*Aim of the task*.
Copy out the text on dental pain relief between "No one wants" and "and overcome pain.", inclusive, swapping "patients" for "clients" wherever it appears.

*Reading text*.

▼

No one wants to be in pain. And no medical professional wants to see their patients in pain. This includes your family dentist. So much of what we do is about relieving pain, and our mission in life is to help patients feel better. But how we do this is changing. The medical community and our nation at large are realizing the dangers of opioid use. Medications that might once have been handed out without much concern are now carefully considered and used only during serious situations. As dentists, this means we’re getting creative in how we encourage patients to relieve and overcome pain.
Can I Get a Prescription from My Dentist?

▲

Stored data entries
▼

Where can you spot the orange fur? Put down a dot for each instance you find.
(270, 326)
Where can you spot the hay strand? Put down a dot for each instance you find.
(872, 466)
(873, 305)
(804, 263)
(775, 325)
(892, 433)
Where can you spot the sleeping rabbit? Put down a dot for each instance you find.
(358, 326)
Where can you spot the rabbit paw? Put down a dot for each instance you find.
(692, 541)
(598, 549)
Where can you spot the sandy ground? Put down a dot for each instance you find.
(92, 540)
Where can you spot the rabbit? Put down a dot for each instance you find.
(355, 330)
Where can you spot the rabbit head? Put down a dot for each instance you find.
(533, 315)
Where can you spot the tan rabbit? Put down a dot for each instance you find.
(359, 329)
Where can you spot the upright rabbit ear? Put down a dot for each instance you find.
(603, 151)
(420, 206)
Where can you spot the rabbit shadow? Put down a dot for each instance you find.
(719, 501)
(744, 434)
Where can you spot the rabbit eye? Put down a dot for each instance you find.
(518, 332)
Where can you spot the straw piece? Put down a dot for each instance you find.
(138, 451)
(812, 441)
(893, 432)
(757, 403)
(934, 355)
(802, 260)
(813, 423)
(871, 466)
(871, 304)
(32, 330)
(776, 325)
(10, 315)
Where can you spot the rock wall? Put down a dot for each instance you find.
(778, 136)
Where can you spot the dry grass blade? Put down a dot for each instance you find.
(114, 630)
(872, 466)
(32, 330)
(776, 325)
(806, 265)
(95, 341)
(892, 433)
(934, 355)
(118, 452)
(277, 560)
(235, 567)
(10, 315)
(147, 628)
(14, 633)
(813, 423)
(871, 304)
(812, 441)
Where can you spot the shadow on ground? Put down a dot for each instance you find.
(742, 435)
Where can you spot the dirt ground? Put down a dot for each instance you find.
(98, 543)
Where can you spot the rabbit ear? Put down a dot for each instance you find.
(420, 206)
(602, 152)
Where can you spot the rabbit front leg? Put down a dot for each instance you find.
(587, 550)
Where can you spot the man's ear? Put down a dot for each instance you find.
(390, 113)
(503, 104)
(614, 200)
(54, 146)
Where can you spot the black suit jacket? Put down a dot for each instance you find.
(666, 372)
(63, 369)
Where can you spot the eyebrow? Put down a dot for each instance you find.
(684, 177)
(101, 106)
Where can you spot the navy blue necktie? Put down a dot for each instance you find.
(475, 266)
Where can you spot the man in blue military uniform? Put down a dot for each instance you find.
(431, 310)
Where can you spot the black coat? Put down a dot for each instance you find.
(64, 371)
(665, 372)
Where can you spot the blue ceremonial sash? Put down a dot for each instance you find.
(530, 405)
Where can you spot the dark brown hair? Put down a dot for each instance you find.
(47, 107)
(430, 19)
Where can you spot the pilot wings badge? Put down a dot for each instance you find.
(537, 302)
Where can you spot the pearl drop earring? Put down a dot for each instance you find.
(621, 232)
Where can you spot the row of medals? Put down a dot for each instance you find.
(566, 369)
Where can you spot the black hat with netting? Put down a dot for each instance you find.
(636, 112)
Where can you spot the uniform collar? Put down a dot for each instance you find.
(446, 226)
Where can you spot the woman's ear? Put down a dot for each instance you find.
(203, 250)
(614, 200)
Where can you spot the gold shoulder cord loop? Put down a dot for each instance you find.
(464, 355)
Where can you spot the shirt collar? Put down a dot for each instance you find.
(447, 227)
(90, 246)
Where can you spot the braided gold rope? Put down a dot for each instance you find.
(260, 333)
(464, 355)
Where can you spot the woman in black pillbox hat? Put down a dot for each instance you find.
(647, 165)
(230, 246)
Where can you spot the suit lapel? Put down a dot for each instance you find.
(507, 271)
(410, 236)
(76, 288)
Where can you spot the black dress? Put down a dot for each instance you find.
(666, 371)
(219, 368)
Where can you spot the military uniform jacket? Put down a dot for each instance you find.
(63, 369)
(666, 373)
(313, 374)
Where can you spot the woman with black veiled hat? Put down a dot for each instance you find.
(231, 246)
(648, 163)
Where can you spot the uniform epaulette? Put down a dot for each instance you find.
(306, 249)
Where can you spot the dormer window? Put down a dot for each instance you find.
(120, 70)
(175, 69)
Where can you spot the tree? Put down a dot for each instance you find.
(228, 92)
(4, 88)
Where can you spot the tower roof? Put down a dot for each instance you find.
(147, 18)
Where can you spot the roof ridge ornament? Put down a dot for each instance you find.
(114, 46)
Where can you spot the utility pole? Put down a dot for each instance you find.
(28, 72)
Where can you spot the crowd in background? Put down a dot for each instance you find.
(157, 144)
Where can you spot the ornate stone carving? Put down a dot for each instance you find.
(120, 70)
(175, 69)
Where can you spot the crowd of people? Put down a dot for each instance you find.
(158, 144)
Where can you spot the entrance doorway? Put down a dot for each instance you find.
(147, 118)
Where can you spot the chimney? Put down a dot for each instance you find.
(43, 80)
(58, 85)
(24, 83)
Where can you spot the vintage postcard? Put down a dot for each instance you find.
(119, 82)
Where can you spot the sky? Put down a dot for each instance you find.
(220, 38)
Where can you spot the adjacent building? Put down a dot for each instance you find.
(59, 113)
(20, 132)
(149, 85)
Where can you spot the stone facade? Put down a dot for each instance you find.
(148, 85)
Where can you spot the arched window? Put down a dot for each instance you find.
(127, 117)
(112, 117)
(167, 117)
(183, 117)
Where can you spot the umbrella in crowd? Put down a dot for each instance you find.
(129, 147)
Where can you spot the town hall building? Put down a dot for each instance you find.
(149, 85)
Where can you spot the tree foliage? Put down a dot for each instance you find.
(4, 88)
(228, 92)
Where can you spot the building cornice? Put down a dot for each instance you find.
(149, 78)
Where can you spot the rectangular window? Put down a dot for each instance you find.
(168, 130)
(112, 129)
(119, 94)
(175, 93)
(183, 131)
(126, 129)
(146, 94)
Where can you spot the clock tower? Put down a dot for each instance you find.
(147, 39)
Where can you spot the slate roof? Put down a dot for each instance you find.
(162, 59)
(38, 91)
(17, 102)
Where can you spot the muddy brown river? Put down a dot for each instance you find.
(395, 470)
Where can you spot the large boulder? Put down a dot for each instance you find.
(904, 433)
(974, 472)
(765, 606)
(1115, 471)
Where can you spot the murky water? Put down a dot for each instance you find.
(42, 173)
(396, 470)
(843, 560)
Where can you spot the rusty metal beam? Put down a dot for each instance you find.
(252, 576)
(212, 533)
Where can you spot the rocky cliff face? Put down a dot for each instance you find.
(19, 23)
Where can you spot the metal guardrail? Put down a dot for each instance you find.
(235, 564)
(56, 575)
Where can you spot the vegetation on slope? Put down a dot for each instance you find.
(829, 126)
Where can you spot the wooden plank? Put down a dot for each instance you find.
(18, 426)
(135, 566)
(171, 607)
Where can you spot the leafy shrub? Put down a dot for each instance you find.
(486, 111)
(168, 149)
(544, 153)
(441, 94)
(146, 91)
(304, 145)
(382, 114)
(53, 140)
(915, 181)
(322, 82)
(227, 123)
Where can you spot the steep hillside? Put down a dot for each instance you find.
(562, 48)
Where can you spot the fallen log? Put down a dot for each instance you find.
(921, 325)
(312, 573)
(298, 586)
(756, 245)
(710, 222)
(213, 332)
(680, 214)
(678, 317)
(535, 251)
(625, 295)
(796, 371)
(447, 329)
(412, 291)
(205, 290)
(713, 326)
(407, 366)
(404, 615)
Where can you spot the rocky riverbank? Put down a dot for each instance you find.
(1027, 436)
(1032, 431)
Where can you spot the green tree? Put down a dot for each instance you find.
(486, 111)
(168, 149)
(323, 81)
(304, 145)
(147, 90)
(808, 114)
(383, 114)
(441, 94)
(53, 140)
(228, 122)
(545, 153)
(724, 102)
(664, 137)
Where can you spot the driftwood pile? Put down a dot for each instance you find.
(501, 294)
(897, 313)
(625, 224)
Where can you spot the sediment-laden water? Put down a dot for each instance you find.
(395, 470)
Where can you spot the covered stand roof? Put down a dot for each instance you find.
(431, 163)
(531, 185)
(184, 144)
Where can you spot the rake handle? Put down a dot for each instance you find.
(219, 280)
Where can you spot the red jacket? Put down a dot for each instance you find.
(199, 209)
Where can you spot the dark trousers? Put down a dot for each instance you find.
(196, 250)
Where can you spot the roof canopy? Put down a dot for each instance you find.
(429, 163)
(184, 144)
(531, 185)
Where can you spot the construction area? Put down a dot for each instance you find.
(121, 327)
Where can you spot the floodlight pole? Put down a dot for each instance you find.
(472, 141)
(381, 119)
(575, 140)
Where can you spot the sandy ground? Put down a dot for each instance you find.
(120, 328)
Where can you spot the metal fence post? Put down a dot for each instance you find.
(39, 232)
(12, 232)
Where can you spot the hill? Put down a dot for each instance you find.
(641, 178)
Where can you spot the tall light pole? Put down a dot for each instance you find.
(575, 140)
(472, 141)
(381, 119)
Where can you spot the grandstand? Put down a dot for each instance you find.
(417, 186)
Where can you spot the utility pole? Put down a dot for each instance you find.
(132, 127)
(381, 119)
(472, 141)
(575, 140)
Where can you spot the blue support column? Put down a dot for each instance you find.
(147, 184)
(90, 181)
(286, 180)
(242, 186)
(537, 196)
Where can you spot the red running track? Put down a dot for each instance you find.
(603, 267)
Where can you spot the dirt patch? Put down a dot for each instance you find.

▲

*Answer space*.
No one wants to be in pain. And no medical professional wants to see their clients in pain. This includes your family dentist. So much of what we do is about relieving pain, and our mission in life is to help clients feel better. But how we do this is changing. The medical community and our nation at large are realizing the dangers of opioid use. Medications that might once have been handed out without much concern are now carefully considered and used only during serious situations. As dentists, this means we’re getting creative in how we encourage clients to relieve and overcome pain.